** Excerpt provided follows **

Quality vs. Volume
I am not a big believer in quality metrics, as you may know, but I found this study interesting. Doctors were graded on these metrics for diabetics over a two year period:
- Disease monitoring (eye examination, hemoglobin A1c testing, and low-density lipoprotein cholesterol testing)
- Prescription of appropriate medications (angiotensin-converting enzyme inhibitors or angiotensin-receptor blockers and statins)
- Adverse clinical outcomes (emergency department visits for hypoglycemia or hyperglycemia).
It turns out that there was a correlation between higher overall ambulatory volume and lower rates of appropriate diabetes monitoring and medication prescription.
“Primary care physicians with busier ambulatory patient practices delivered lower-quality diabetes care, but those with greater diabetes-specific experience delivered higher-quality care,” the authors write.
So, if you have a jam-packed schedule in an industrialized mode,l then the odds are you are doing crappier work. It’s also a reason why doctors with much less volume do better on these scores (DPC docs) or even why midlevels do as well in their home-cooked studies.
How about when you have a supposed “quality based practice” with less patients but half the visit is taken up with the MA (as well as the doctor) asking meaningless quality metric questions? I venture to guess they do a crappier job, too. That’s a study we will never see but I guarantee it would show that the time wasted asking bogus metric questions lowers the quality of that visit.
Lemme tell you something, not a damned thing is going to change with the lousy overall health in this country until people are held accountable with their lousy health behaviors. They turn down diabetic instruction or don’t heed it when they attend it and continue their path to hell and early demise. Oh and besides, unless they drop over dead all at once, they end up spending $$$$ like crazy for their care. The “pages and pages” of health information I print off and that
can amount to 75++ pages likely ends up in a wood stove. I do it anyways as we get “brownie
points” for doing it. Little good it does.

** End of Excerpt provided **
** Records follows **

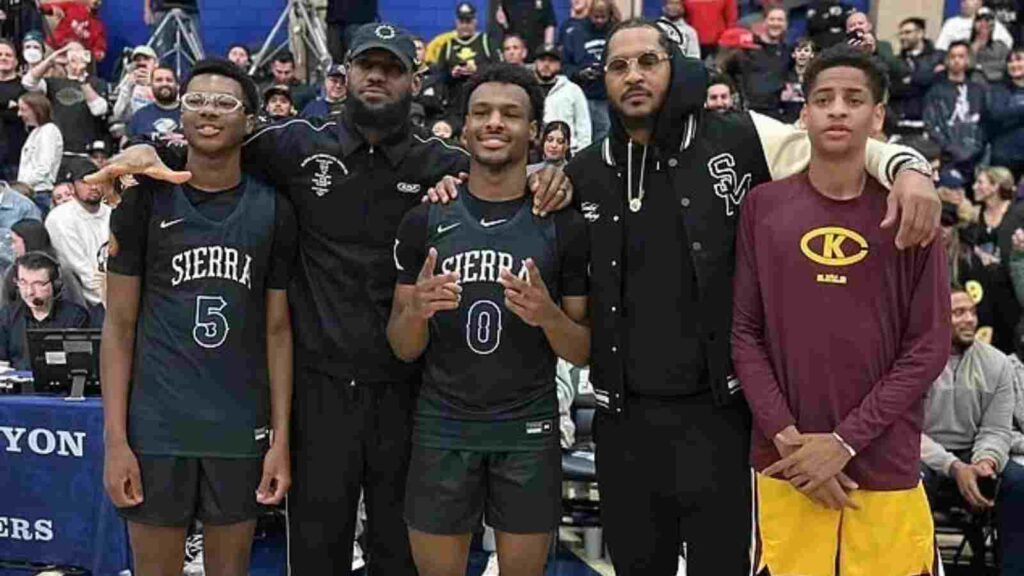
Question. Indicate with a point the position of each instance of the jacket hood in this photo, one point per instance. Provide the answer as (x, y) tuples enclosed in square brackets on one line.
[(676, 121)]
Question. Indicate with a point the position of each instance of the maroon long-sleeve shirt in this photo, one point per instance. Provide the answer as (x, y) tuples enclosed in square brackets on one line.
[(835, 329)]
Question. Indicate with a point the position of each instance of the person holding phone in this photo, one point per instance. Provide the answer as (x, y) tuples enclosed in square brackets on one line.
[(966, 442), (78, 104)]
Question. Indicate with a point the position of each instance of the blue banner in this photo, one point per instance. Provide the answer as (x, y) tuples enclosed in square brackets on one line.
[(53, 507)]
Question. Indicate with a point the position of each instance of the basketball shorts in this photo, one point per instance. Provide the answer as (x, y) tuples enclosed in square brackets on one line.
[(891, 534), (452, 491), (215, 491)]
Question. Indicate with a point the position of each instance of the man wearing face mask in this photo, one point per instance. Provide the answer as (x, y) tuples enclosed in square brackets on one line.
[(78, 104), (11, 128), (351, 181)]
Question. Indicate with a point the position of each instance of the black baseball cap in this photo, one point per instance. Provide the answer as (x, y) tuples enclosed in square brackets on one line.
[(384, 37), (75, 168), (549, 50), (465, 11)]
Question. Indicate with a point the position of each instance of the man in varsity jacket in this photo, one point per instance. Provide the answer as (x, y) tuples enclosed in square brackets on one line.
[(662, 196)]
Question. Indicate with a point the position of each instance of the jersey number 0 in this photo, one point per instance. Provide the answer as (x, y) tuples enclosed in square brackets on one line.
[(211, 326), (483, 329)]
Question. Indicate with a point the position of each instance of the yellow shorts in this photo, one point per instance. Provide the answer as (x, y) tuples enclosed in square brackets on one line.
[(891, 534)]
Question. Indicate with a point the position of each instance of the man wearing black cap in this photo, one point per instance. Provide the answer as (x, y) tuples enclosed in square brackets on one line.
[(278, 104), (563, 99), (333, 101), (80, 230), (351, 180), (465, 53)]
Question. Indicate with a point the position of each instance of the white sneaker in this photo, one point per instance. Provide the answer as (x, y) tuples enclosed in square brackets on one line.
[(492, 569), (194, 556), (357, 560)]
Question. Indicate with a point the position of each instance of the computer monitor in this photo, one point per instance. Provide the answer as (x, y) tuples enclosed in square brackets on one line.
[(66, 361)]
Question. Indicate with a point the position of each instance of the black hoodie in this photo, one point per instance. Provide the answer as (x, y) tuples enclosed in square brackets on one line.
[(698, 167)]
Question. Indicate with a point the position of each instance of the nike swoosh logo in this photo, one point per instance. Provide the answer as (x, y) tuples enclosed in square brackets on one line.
[(166, 224)]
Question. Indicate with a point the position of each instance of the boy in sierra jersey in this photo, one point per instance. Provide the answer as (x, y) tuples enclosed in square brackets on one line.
[(837, 335), (197, 348), (478, 284)]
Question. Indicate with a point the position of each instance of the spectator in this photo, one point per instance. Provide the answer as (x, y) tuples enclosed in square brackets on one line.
[(720, 90), (134, 91), (556, 141), (80, 231), (792, 98), (32, 49), (826, 23), (763, 71), (463, 55), (13, 208), (987, 224), (160, 121), (11, 128), (563, 100), (42, 303), (966, 442), (1009, 13), (41, 155), (988, 54), (711, 18), (79, 22), (240, 54), (919, 70), (514, 49), (960, 28), (674, 11), (583, 53), (29, 235), (343, 17), (333, 103), (283, 69), (99, 153), (579, 10), (78, 105), (953, 109), (534, 21), (859, 26), (64, 193), (278, 104)]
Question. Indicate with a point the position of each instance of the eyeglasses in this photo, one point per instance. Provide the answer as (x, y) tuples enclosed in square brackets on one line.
[(220, 103), (645, 63), (33, 285)]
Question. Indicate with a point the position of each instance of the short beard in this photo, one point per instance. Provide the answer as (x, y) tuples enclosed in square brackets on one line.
[(385, 118)]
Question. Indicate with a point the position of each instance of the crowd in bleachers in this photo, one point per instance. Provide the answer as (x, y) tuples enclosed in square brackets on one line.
[(958, 100)]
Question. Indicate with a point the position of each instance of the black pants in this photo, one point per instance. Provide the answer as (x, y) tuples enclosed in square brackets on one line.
[(346, 438), (673, 470)]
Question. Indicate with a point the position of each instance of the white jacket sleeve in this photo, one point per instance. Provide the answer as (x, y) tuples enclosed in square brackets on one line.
[(582, 136), (787, 152), (39, 166)]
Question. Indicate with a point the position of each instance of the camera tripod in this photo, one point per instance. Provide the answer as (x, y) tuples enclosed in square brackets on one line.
[(306, 26), (185, 47)]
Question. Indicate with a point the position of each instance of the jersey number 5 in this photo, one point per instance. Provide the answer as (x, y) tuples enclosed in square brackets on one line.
[(211, 326), (483, 329)]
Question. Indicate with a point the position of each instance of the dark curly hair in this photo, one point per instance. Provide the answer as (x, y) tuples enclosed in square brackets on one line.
[(503, 73)]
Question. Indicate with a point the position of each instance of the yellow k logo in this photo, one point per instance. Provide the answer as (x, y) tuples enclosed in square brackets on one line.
[(829, 251)]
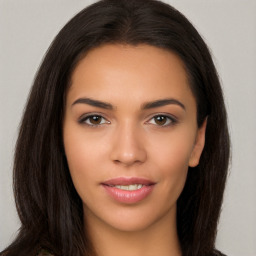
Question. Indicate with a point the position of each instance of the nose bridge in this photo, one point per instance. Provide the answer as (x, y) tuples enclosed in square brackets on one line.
[(128, 147)]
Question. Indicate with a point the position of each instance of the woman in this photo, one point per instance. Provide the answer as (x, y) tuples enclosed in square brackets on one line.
[(124, 146)]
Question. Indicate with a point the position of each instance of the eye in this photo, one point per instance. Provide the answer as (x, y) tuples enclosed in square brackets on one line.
[(163, 120), (93, 120)]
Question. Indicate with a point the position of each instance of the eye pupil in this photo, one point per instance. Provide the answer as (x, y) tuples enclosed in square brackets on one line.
[(95, 119), (161, 120)]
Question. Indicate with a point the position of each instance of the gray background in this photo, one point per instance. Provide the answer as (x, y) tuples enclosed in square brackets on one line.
[(229, 27)]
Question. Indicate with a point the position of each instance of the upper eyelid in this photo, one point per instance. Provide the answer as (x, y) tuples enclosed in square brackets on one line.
[(83, 117)]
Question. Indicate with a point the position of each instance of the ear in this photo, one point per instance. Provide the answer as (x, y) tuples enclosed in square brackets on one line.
[(198, 146)]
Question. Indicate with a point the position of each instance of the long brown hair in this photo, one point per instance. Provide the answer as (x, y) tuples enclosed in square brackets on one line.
[(48, 205)]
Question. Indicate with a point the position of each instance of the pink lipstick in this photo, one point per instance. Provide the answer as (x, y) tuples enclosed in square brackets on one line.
[(128, 189)]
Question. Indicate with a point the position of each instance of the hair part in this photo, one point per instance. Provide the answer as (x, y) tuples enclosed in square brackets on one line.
[(48, 205)]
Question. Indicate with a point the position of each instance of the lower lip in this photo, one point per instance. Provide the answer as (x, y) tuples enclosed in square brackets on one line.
[(126, 196)]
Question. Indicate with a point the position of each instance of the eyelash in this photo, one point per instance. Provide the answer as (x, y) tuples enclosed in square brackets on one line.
[(171, 120)]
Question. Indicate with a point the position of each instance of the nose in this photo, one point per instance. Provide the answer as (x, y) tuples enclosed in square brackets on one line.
[(128, 146)]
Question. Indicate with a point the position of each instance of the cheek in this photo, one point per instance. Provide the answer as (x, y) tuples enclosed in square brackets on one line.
[(172, 159), (82, 158)]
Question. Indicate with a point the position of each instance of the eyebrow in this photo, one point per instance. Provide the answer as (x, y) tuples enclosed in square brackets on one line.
[(147, 105)]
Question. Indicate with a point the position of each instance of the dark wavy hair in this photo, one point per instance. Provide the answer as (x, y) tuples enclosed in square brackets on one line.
[(48, 205)]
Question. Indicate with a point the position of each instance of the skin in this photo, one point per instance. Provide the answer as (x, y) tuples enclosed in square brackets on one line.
[(128, 141)]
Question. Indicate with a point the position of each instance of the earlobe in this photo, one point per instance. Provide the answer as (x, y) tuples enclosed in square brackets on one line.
[(198, 146)]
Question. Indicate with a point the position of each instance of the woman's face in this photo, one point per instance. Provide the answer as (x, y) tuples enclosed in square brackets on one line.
[(130, 134)]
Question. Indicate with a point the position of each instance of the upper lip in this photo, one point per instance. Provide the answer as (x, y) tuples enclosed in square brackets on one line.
[(128, 181)]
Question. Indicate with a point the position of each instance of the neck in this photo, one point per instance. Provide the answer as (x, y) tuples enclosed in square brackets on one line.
[(158, 239)]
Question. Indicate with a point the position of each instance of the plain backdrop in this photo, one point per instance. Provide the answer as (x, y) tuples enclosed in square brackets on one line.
[(27, 27)]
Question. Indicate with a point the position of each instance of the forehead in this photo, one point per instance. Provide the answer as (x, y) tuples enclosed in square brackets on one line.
[(114, 71)]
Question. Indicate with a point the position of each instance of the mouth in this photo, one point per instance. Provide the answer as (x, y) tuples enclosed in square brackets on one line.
[(128, 190)]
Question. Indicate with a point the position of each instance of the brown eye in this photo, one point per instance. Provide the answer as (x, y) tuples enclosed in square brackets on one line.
[(94, 120), (162, 120)]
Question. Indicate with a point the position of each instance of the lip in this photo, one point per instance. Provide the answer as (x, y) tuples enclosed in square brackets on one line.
[(126, 196)]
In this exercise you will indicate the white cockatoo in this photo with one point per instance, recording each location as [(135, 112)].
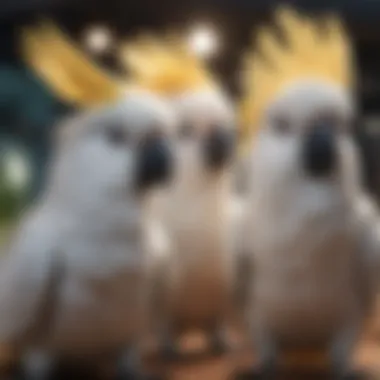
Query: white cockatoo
[(196, 277), (310, 234), (74, 285)]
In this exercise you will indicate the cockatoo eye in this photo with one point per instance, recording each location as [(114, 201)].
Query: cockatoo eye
[(116, 135), (186, 131), (331, 120), (281, 125)]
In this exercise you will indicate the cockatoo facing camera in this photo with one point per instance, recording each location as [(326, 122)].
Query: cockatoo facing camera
[(75, 282), (306, 241), (197, 274)]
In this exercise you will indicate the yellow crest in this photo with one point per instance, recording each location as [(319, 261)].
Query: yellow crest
[(309, 50), (66, 69), (164, 65)]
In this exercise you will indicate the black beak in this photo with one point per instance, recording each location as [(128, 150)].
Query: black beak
[(154, 163), (218, 148), (319, 151)]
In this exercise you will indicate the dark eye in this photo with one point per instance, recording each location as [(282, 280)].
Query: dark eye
[(116, 134), (186, 131), (281, 125), (330, 121)]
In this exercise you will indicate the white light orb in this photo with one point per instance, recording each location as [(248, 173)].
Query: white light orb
[(203, 41), (98, 39)]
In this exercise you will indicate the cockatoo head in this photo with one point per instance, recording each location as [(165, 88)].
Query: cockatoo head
[(307, 131), (119, 144), (206, 125), (303, 107), (116, 151)]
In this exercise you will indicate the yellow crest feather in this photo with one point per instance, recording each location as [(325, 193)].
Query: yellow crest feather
[(66, 69), (307, 52), (164, 65)]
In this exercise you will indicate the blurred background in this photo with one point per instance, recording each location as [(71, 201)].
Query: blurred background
[(218, 29)]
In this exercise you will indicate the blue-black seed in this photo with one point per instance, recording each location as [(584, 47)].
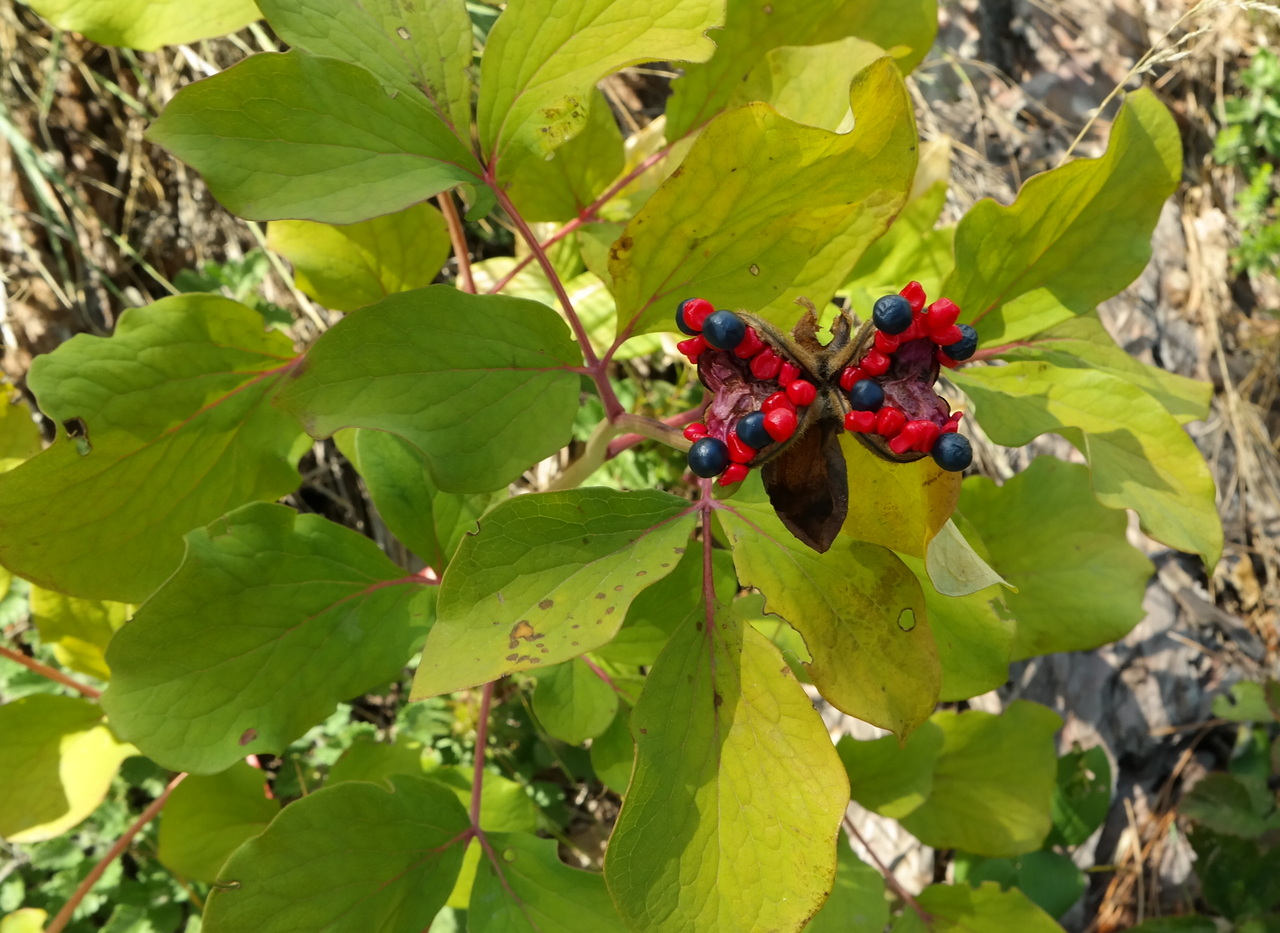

** End of Records **

Exercise requirements:
Continue the post on physician volume and diabetes care quality, starting right after its final sentence.

Answer section:
Holding primary care doctors accountable for patient non-compliance is insane and that is what
all this “Alphabet” accountability is leading to. I pity the docs not near retirement and implore students to stay away. Let the NP’s have it. Once they find out what a P.I.T.A it is (and since they wouldn’t have a supervising MD to throw under the bus anymore) they’ll take their masters degrees to work for specialists.
That study we will never see would also quantify lost practice revenue as a consequence of these stupid metrics questions, and the time/money they waste, paradoxically forcing the practice to try and run more through.
Riddle me this. Why does every “quality metric” not take into account patient cooperation.? Do the boneheads who are pushing tis nonsense assume that patients are mindless automatons that automatically follow every physician request?
I semi-retired two years ago. Honestly, I don’t see how any physician could practice under these conditions.
Short answer, yes. And they are helped by our colleagues who don’t practice or have residents take care of the mundane details.
Long answer, administrators think they are representative of average patients, and that the average visit involves an average patient when in most specialties, including primary care, it doesn’t. I once had one tell me she didn’t know much about outpatient medicine because her kids didn’t get sick much, and I couldn’t manage to explain that even if they did, she would know no more.